- 練習問題:
- A) 預金流出についての文章によると、1988年に倒産した銀行は何行か。
- B) 預金流出についての文章を、最後の文の後から書き継いでください。

この4000を超える商業銀行でもずいぶん数は減ったのです。1980年代前半までアメリカの商業銀行は14000行を超えていました。が、その後急減します。理由はあの有名なS&L危機(Saving & Loan Banks Crisis)です。日本の方にはあまりなじみがないと思います。

70年代から80年代前半に年率2桁のインフレを背景に証券会社がMMFという市場連動型の投資信託を開発、発売したところ爆発的にヒットし、中小金融機関から証券会社に個人預金が大移動をしたのです。特に貯蓄銀行(Saving and Loan banks)は壊滅的打撃を受け、1988年には205行の銀行が倒産しました。この衝撃的な貯蓄銀行の崩壊により商業銀行でもクレジットクランチ(貸し渋り)が起き、金融主導のリセッションが起きたのです。日本がバブル経済の最中です。

私はS&L問題が再発するとは言いたくありません。アメリカの金融当局も数々の修羅場を乗り越え、現在に至るので様々なチェック機能は働いています。が、現状は似ています。しかもシリコンバレー銀行の瞬時の破綻は監督当局のチェック漏れも指摘されています。その上、SNSによる想定を超える預金の流出スピードについて金融当局はなすすべもなかったというのが現状です。

今、アメリカでは預金移動が起きています。S&Lが起きた時と同じです。より安全そうな大手銀行に預金が動いているとされます。しかし、ブルームバーグによるとその大手すら預金流出に苦しんでいるというのです。第1四半期の大手3行(JPモーガン、ウェルスファーゴ、バンクオブアメリカ)では1年前に比べ約70兆円の預金流出が起きています。今回も結局、S&L問題が起きたときとまったく同様に証券会社に資金が動き、MMFが買われています。この資金移動がもたらす金融機関の歪みは解決できないのです。

シリコンバレー銀行がなぜ、潰れたか一言で説明せよ、と言われたら私はこう答えます。

「銀行業における預金と貸し出しのバランスを崩した」と。

かつての取り立ては銀行の前に人が並んだので予兆は分かりました。日本では女子高生が銀行を破綻の瀬戸際まで追い込んだ例もあります。それが1973年の愛知県の豊川信用金庫事件で女子高生3人が「信用金庫は銀行強盗に襲われるから危ないよ」と同行に就職が決まっていた同級生にジョークで言ったことがとんでもない流言となり、最終的に当時のお金で20億円が引き出され、大変な騒ぎになったのです。当時は銀行は3時にシャッターが閉まったのです。今はネットバンキングで24時間引き出せるのです。これは怖いのです。

- 提示データ:

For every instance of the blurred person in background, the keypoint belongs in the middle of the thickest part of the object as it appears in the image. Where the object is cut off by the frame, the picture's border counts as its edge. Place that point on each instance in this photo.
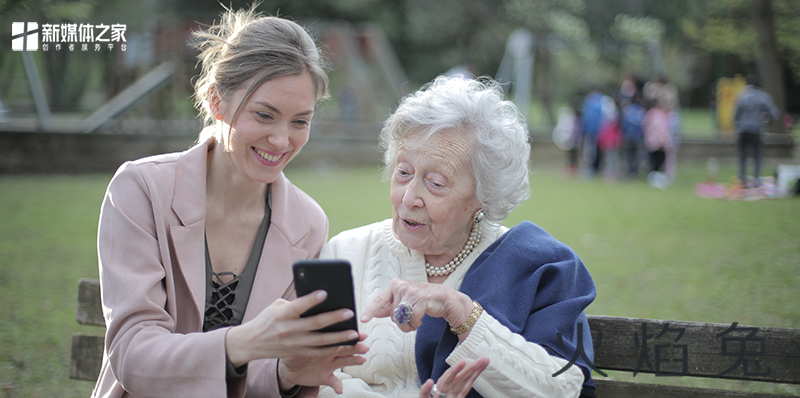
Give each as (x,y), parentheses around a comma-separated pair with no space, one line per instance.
(754,109)
(631,122)
(196,248)
(659,143)
(591,120)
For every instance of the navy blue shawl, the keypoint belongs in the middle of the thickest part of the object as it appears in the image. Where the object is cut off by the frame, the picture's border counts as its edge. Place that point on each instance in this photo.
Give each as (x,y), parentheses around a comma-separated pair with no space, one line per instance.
(531,283)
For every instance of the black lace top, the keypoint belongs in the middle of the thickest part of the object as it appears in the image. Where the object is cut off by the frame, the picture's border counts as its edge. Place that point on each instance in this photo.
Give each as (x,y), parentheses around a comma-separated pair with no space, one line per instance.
(227,301)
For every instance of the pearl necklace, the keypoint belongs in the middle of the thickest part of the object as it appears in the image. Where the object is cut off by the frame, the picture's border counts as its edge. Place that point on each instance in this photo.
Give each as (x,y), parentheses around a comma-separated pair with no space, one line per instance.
(474,239)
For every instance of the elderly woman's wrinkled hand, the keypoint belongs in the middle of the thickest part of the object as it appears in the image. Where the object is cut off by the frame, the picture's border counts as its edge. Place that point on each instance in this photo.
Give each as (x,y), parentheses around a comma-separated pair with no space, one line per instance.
(435,300)
(456,382)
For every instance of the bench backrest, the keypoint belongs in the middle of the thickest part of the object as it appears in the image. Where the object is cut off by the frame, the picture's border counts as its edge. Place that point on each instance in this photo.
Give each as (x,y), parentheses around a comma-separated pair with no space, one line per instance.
(664,348)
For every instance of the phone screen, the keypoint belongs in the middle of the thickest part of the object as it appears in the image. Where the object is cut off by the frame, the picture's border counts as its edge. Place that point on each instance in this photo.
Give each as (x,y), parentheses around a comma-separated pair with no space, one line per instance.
(336,278)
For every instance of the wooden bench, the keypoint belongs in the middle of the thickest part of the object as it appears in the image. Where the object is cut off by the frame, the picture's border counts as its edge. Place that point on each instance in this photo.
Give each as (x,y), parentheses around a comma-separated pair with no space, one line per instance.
(667,349)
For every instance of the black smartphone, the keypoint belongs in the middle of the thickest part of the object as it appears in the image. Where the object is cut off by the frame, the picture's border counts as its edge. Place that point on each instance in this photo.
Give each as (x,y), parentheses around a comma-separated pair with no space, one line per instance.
(334,277)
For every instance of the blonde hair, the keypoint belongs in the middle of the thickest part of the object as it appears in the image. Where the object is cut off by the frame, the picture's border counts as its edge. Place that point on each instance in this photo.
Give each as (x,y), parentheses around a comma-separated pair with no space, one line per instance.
(245,45)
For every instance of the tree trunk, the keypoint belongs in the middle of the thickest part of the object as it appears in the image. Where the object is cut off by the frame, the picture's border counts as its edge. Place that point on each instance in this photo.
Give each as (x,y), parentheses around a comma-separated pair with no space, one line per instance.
(770,67)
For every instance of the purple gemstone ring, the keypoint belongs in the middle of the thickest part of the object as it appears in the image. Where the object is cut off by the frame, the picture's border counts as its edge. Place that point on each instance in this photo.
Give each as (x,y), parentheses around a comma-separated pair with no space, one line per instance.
(403,313)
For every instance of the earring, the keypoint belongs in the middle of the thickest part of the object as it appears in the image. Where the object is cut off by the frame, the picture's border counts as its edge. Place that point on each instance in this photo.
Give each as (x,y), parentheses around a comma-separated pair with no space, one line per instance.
(479,216)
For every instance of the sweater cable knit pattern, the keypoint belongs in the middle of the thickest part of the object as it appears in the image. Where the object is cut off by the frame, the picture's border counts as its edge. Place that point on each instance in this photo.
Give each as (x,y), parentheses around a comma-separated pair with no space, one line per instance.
(517,368)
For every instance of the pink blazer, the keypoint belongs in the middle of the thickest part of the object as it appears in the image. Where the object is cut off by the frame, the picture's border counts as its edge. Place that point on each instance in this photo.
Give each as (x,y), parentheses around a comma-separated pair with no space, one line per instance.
(150,243)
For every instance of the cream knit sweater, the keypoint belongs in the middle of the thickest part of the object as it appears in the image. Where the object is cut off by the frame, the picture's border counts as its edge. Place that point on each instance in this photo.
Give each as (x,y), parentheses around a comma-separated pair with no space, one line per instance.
(517,368)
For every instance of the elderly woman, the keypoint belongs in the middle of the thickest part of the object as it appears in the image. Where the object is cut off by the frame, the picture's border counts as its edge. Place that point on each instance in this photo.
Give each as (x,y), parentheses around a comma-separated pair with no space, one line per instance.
(196,248)
(442,283)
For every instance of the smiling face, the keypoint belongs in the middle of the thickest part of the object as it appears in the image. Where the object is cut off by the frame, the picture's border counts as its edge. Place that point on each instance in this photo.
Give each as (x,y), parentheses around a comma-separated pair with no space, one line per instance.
(271,127)
(433,195)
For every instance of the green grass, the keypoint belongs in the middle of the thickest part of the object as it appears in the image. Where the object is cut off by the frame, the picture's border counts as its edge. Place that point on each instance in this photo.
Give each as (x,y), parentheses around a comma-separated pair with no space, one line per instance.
(653,254)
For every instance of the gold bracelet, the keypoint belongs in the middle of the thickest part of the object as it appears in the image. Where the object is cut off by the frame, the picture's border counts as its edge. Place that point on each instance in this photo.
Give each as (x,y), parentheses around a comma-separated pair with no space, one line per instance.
(473,317)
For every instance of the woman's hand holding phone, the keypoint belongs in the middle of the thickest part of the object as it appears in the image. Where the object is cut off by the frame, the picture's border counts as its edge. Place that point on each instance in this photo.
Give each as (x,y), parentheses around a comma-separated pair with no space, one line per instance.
(308,357)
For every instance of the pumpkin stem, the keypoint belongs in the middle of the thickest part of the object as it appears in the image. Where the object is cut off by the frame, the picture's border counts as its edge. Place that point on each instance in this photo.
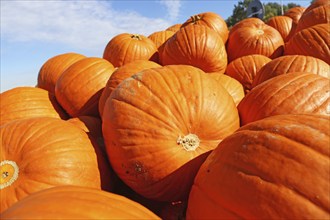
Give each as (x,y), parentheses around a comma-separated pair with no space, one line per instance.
(189,142)
(136,36)
(9,173)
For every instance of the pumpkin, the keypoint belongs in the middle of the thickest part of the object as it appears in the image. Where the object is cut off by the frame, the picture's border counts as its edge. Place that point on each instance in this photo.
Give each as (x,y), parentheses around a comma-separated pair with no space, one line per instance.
(38,153)
(120,74)
(294,93)
(315,16)
(283,24)
(125,47)
(245,68)
(52,69)
(76,202)
(291,63)
(80,86)
(211,20)
(196,45)
(233,87)
(158,127)
(274,168)
(255,39)
(28,102)
(312,41)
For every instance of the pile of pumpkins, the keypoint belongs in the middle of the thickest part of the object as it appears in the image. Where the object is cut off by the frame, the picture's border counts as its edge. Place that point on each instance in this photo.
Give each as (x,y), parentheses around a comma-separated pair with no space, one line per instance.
(198,121)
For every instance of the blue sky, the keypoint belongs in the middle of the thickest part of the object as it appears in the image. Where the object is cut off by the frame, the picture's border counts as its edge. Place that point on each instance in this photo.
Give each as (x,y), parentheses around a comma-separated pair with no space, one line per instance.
(34,31)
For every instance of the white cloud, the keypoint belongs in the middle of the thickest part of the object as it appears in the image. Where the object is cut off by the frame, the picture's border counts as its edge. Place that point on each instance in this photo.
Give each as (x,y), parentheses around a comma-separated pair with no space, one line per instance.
(173,8)
(80,24)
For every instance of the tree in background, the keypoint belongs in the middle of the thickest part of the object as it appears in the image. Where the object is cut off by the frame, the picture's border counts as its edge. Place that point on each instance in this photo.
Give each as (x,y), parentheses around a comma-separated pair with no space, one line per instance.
(271,9)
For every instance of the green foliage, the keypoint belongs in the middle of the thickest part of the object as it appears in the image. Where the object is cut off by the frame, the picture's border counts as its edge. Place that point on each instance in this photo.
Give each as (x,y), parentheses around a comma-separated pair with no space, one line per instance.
(271,9)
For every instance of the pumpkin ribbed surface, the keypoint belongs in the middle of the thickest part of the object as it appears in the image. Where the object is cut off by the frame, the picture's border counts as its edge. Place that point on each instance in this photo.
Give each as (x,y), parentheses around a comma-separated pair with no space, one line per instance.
(48,152)
(76,202)
(274,168)
(294,93)
(160,124)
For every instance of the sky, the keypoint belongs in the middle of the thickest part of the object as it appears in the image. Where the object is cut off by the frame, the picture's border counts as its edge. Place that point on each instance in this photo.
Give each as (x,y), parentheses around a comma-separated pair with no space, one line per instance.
(32,31)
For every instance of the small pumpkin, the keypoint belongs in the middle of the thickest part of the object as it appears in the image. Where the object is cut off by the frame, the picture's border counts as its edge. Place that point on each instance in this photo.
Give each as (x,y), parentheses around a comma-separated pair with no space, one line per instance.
(294,93)
(274,168)
(125,47)
(198,46)
(28,102)
(76,202)
(158,127)
(80,86)
(52,69)
(39,153)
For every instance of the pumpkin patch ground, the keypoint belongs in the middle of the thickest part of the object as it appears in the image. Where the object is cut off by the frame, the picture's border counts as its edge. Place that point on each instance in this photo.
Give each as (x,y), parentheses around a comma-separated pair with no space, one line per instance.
(195,121)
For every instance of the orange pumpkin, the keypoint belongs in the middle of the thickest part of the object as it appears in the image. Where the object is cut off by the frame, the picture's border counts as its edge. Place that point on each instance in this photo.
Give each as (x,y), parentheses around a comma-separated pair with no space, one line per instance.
(39,153)
(75,202)
(283,24)
(28,102)
(196,45)
(274,168)
(312,41)
(124,48)
(291,63)
(255,39)
(160,124)
(120,74)
(211,20)
(294,93)
(52,69)
(79,88)
(245,68)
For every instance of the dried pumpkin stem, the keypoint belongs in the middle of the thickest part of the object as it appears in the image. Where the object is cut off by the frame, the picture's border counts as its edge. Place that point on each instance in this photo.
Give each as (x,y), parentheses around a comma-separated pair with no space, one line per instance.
(9,173)
(189,142)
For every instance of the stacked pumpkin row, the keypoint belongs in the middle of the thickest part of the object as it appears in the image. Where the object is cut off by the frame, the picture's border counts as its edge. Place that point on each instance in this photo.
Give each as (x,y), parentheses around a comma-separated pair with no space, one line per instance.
(194,121)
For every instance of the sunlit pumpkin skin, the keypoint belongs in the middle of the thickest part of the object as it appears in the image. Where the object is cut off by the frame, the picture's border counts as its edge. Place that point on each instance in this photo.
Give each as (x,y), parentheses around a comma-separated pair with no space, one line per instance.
(282,24)
(76,202)
(312,41)
(196,45)
(80,86)
(245,68)
(120,74)
(294,93)
(52,69)
(318,15)
(211,20)
(233,86)
(290,64)
(41,153)
(160,124)
(125,47)
(255,39)
(274,168)
(28,102)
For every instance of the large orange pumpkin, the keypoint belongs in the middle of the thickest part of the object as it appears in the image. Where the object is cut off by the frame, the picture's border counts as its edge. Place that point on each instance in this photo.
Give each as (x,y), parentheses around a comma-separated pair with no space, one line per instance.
(80,86)
(274,168)
(39,153)
(125,47)
(289,64)
(255,39)
(312,41)
(211,20)
(52,69)
(160,124)
(76,202)
(294,93)
(245,68)
(120,74)
(28,102)
(196,45)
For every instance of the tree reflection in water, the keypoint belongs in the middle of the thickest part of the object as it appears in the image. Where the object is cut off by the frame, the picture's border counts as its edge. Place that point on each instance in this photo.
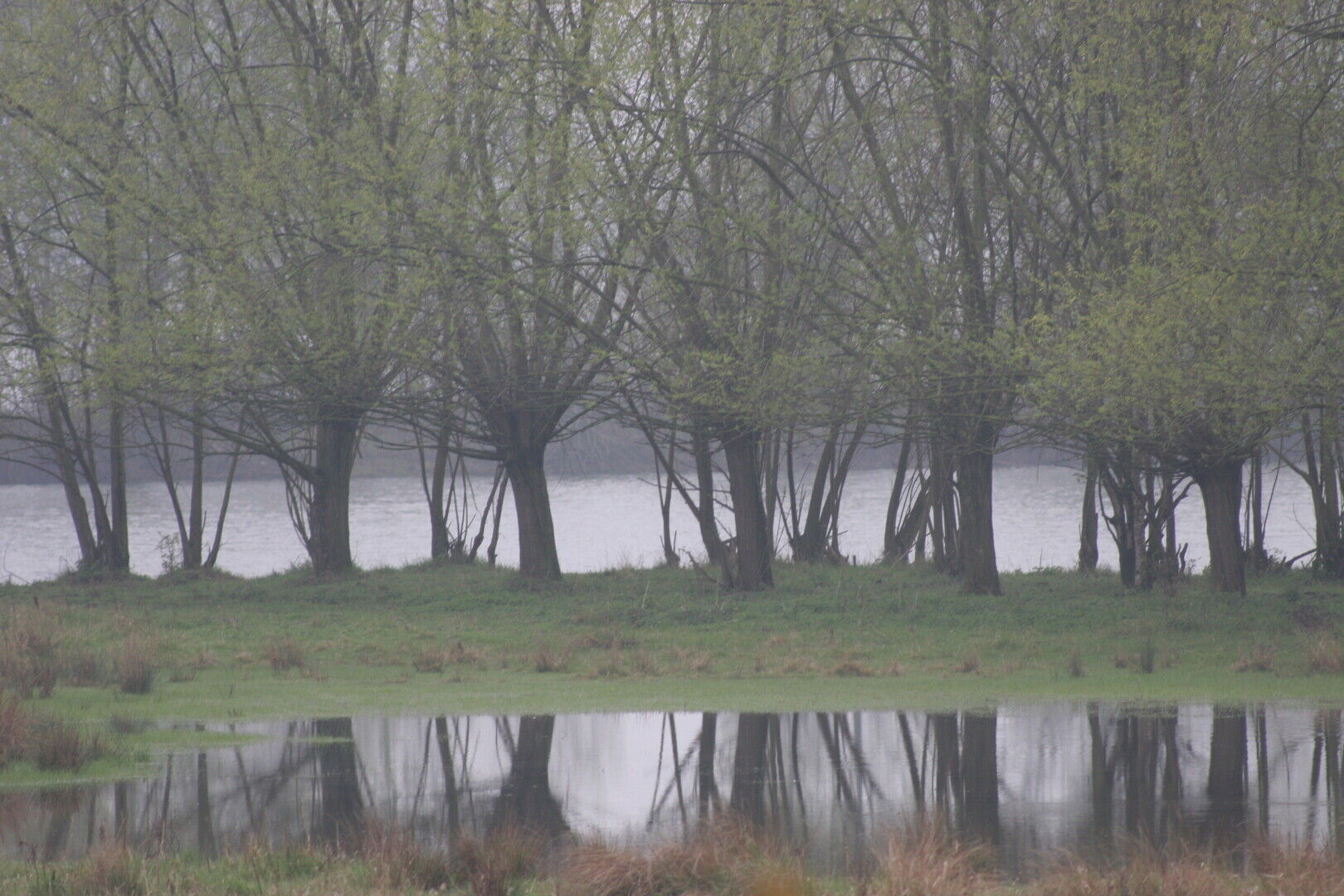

- 解答例:
- A) 205行。

- B)
問題は銀行の預金と貸し出しのバランスが崩れた際のリスク対応です。預金に対する資産は貸出先であり、それ以外の余資は運用しています。多くは国債でしょう。仮に引き出しが急増したとします。金利が急上昇している中、銀行が国債を売却すれば大損です。この部分はS&L問題があった時と同じ背景、つまり、高金利下における銀行経営の脆弱性であります。

今、私はREIT(不動産投資信託)に着目しています。特にオフィスビルにウェイトが大きいREITです。理由は銀行の借り換えが困難になる可能性が指摘されているからです。背景はオフィスの空室率です。アメリカの3月のオフィス空室率は16.5%。ヒューストン、アトランタ、オースティンは20%を超えています。カナダも同様の空室率です。理由はオフィスの作り過ぎもありますが、リモートワークが増えたことと業務の効率化で管理部門の従業員が減る方向にある点です。

REITにとってオフィスの空室率が高ければ賃料は入らないし、テナントの契約更改では賃料は下がります。事実アメリカのリスティングの平均賃料は過去1年で1.6%下落の38.28㌦になっています。その上、借り入れ部分は金利高で利払いが増えます。一番怖いのがローンの借り換えの際、中小金融機関が借り換えに難色を示した場合です。これは困ります。ただ、概ね、シンジケートローンで旗振り役の大手銀行が増えた預金ベースに貸し出し維持をして乗り切ると思いますが、そうすれば中小銀行の食い扶持が無くなるということです。

S&L問題は時間をかけてゆっくり進行した問題でした。今回取りざたされる信用収縮もシリコンバレー銀行のように突如起きるというより、予兆なり、兆候は見えると思います。が、FRBが利上げを止めない限り、この問題のリスクは払しょくできないということであります。

では今日はこのぐらいで。


編集部より:この記事は岡本裕明氏のブログ「外から見る日本、見られる日本人」2023年4月14日の記事より転載させていただきました。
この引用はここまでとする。